## Supplied entries
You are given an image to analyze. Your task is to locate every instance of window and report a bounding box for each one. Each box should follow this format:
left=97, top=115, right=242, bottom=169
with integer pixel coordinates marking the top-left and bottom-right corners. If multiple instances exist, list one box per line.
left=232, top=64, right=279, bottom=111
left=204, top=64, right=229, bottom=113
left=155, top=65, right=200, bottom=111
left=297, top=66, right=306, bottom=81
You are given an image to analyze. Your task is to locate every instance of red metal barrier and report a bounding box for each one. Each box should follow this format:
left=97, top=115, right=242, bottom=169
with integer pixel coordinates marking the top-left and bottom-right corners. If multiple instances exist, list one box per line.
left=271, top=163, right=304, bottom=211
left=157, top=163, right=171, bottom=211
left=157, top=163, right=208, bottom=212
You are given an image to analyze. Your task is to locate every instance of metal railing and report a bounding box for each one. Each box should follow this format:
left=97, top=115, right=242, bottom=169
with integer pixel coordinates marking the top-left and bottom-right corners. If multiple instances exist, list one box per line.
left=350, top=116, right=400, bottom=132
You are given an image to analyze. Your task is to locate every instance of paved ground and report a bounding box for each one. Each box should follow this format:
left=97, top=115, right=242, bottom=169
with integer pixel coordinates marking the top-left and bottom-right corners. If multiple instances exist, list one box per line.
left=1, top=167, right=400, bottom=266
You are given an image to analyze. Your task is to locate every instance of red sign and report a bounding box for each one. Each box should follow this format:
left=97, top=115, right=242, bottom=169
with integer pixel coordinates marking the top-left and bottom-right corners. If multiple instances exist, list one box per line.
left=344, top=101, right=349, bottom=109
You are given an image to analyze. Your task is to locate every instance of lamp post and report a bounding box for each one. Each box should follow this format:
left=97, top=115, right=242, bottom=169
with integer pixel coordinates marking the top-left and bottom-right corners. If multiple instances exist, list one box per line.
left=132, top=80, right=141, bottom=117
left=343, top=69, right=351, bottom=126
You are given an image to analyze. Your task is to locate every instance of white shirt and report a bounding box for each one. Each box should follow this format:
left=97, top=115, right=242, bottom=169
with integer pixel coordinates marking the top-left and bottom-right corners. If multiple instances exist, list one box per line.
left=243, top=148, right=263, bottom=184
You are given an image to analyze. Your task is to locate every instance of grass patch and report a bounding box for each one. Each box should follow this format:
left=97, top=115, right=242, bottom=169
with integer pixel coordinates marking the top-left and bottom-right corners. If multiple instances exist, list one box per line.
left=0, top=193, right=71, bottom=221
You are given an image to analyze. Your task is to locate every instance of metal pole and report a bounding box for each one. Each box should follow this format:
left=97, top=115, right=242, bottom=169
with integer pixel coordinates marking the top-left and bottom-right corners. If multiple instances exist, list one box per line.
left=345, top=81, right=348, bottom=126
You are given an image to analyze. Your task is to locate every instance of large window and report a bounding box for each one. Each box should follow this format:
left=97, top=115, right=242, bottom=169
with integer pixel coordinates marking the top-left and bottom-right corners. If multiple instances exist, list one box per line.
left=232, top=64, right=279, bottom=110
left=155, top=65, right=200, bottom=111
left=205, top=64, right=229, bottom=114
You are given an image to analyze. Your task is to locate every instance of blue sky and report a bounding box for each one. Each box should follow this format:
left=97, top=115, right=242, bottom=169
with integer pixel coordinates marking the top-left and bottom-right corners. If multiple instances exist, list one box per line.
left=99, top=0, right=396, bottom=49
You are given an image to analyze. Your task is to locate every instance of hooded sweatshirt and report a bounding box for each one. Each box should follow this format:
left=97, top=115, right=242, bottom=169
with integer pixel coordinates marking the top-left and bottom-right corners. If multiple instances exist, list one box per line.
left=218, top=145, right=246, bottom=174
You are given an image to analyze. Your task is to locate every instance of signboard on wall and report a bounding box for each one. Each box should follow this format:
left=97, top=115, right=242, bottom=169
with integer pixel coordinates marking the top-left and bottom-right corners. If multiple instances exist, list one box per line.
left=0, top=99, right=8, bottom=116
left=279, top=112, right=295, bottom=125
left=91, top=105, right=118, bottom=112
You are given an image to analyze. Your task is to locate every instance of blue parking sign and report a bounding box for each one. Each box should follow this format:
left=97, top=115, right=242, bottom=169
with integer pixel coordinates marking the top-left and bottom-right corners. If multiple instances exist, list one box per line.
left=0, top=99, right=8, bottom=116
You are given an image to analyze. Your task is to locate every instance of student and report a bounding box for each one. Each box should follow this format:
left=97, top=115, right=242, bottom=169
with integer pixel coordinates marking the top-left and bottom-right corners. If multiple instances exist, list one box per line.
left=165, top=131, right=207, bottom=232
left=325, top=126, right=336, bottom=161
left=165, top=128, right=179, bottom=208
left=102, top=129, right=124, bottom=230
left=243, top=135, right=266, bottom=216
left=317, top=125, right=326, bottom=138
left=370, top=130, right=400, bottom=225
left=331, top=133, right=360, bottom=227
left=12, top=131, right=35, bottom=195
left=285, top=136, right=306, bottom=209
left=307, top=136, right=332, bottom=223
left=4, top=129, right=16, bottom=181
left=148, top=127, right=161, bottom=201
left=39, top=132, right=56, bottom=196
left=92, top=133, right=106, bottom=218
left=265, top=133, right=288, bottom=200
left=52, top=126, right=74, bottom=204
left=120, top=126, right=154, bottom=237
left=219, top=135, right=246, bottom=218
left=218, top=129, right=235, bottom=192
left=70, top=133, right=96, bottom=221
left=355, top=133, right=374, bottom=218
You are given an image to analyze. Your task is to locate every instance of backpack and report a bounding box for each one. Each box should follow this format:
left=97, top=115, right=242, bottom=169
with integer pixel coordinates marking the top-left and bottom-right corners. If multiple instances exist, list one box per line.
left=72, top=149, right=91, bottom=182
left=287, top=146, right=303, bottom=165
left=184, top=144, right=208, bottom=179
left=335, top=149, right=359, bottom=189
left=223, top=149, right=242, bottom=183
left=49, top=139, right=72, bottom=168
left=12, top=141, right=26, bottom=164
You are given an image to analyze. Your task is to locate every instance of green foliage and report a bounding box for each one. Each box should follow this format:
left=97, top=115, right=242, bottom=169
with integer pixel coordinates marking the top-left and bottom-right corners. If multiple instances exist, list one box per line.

## Exercise objective
Exact reproduction of every entry is needed.

## Problem solution
You are given an image to analyze. Your task is to locate every instance of window and report a bounding box for each one. Each box should follow this format:
left=97, top=115, right=242, bottom=169
with integer pixel coordinates marking the top-left and bottom-right corners. If multiple instances exist, list one box per line.
left=232, top=64, right=279, bottom=111
left=204, top=64, right=229, bottom=113
left=155, top=65, right=200, bottom=111
left=297, top=66, right=306, bottom=81
You are given an image to analyze. Your task is to locate every instance of red metal barrier and report a bounding box for each one. Each box should follow this format:
left=97, top=115, right=242, bottom=169
with integer pixel coordinates marking the top-left and bottom-right corners. If multiple instances exist, list one box per line.
left=271, top=163, right=304, bottom=211
left=157, top=163, right=171, bottom=211
left=157, top=163, right=208, bottom=212
You are given an image to analyze. Your task is to locate every instance of metal railing and report a bounding box for each one. Each box should follow this format:
left=97, top=115, right=242, bottom=169
with integer pixel coordinates marking the top-left and bottom-right corners. If multiple instances exist, list one box per line.
left=350, top=116, right=400, bottom=132
You are given an image to analyze. Your task is to locate every instance of paved ground and report a bounding box for each one. Each box should follow this format:
left=97, top=115, right=242, bottom=169
with integer pixel coordinates marking the top-left and bottom-right corners. If multiple instances exist, list one box per line.
left=1, top=167, right=400, bottom=266
You are given an image to analyze. Your task is to locate every instance of red sign and report a bounding box for each one. Each box should follow this format:
left=97, top=115, right=242, bottom=169
with integer pixel coordinates marking the top-left and bottom-right corners. If multiple instances exist, list one box per line.
left=344, top=101, right=349, bottom=109
You are given an image to analyze. Your task is to locate every instance of lamp post and report a bounding box for each one. Each box should follow this format:
left=97, top=115, right=242, bottom=169
with integer pixel coordinates marking the top-left and bottom-right corners. If multiple instances exist, list one box per line.
left=132, top=80, right=141, bottom=117
left=343, top=69, right=351, bottom=126
You are given an image to analyze. Your task is to locate every instance of white shirt and report a bounding box for each one. Each box should follow this format:
left=97, top=115, right=242, bottom=169
with integer pixel coordinates marking the top-left and bottom-right corners. If multiple instances exist, list one box per line.
left=243, top=148, right=263, bottom=184
You are given an image to analyze. Your task is to locate every instance of grass patch and report a bounding box for each one. Each box should follow this format:
left=97, top=115, right=242, bottom=169
with integer pixel coordinates marking the top-left and bottom-right corners. If multiple instances exist, list one box per line.
left=0, top=193, right=71, bottom=221
You are given an image to analyze. Your task is to locate every instance of metal pole and report a bounding box for each one. Each box should follow this format:
left=97, top=115, right=242, bottom=169
with integer pixel coordinates marking the top-left and bottom-right corners. If multiple instances exist, list one box per line.
left=345, top=81, right=348, bottom=126
You are given an image to analyze. Your task is to locate every instance of large window and report a bounding box for each one. Each box should follow this format:
left=97, top=115, right=242, bottom=169
with integer pixel coordinates marking the top-left and bottom-right corners. If multiple instances exist, list one box per line.
left=232, top=64, right=279, bottom=110
left=155, top=65, right=200, bottom=111
left=205, top=64, right=229, bottom=114
You are given an image to analyze. Your task is to locate every instance of blue sky and report a bounding box for each one. Each box should follow this format:
left=97, top=115, right=242, bottom=169
with integer pixel coordinates marking the top-left and bottom-right corners. If multiple instances exist, list one box per line.
left=99, top=0, right=396, bottom=49
You are given an image to analyze. Your task is to locate every instance of hooded sweatshirt and report a bounding box for each one. Each box should follow this format:
left=97, top=115, right=242, bottom=169
with integer pixel coordinates marking the top-left and bottom-right corners. If multiple instances exist, list one box per line.
left=218, top=145, right=246, bottom=174
You are given an image to analyze. Your task is to locate every instance of signboard on wall and report a bounding box for each one. Each box should follow this format:
left=97, top=115, right=242, bottom=169
with integer pixel coordinates marking the top-left and bottom-right corners. If multiple instances exist, list one box per line.
left=0, top=99, right=8, bottom=116
left=279, top=112, right=295, bottom=125
left=91, top=105, right=118, bottom=112
You are given an image to analyze. Your task is to locate every instance of blue parking sign and report a bounding box for each one. Each box should follow this format:
left=97, top=115, right=242, bottom=169
with integer pixel coordinates marking the top-left and bottom-right corners. If multiple instances exist, list one box per line.
left=0, top=99, right=8, bottom=116
You are given an image to analyze. Your task is to locate every instance of student and report a bounding box for each one. Each box should follow this format:
left=97, top=115, right=242, bottom=169
with integer pixel coordinates marking the top-left and bottom-right corners. If multiple instances exist, list one box per line.
left=165, top=131, right=207, bottom=232
left=325, top=126, right=336, bottom=161
left=165, top=128, right=179, bottom=208
left=102, top=129, right=124, bottom=230
left=243, top=135, right=266, bottom=216
left=317, top=125, right=326, bottom=138
left=370, top=130, right=400, bottom=225
left=331, top=133, right=360, bottom=227
left=12, top=131, right=35, bottom=195
left=285, top=136, right=306, bottom=209
left=307, top=136, right=332, bottom=223
left=4, top=129, right=16, bottom=181
left=148, top=127, right=161, bottom=201
left=39, top=132, right=56, bottom=196
left=92, top=133, right=106, bottom=218
left=265, top=133, right=288, bottom=200
left=52, top=126, right=74, bottom=204
left=120, top=126, right=154, bottom=237
left=219, top=135, right=246, bottom=218
left=218, top=129, right=235, bottom=192
left=70, top=133, right=96, bottom=221
left=355, top=133, right=374, bottom=218
You are given an image to analyze. Your task is to locate every instance of backpack and report a bounding box for each one. Each box should follow this format:
left=97, top=115, right=242, bottom=169
with integer pixel coordinates marking the top-left and bottom-right corners. If multiple instances exist, list one box per line.
left=72, top=149, right=91, bottom=182
left=287, top=146, right=303, bottom=165
left=184, top=144, right=208, bottom=179
left=335, top=149, right=359, bottom=189
left=223, top=149, right=242, bottom=183
left=49, top=139, right=72, bottom=168
left=12, top=141, right=26, bottom=164
You are given an image to analyze. Your task is to locate every instance of green foliage and report a bounding box for each one. Each box should follow this format:
left=97, top=115, right=242, bottom=169
with integer pixel coordinates marking the top-left and bottom-right corners. If multiple instances exist, list one box per line.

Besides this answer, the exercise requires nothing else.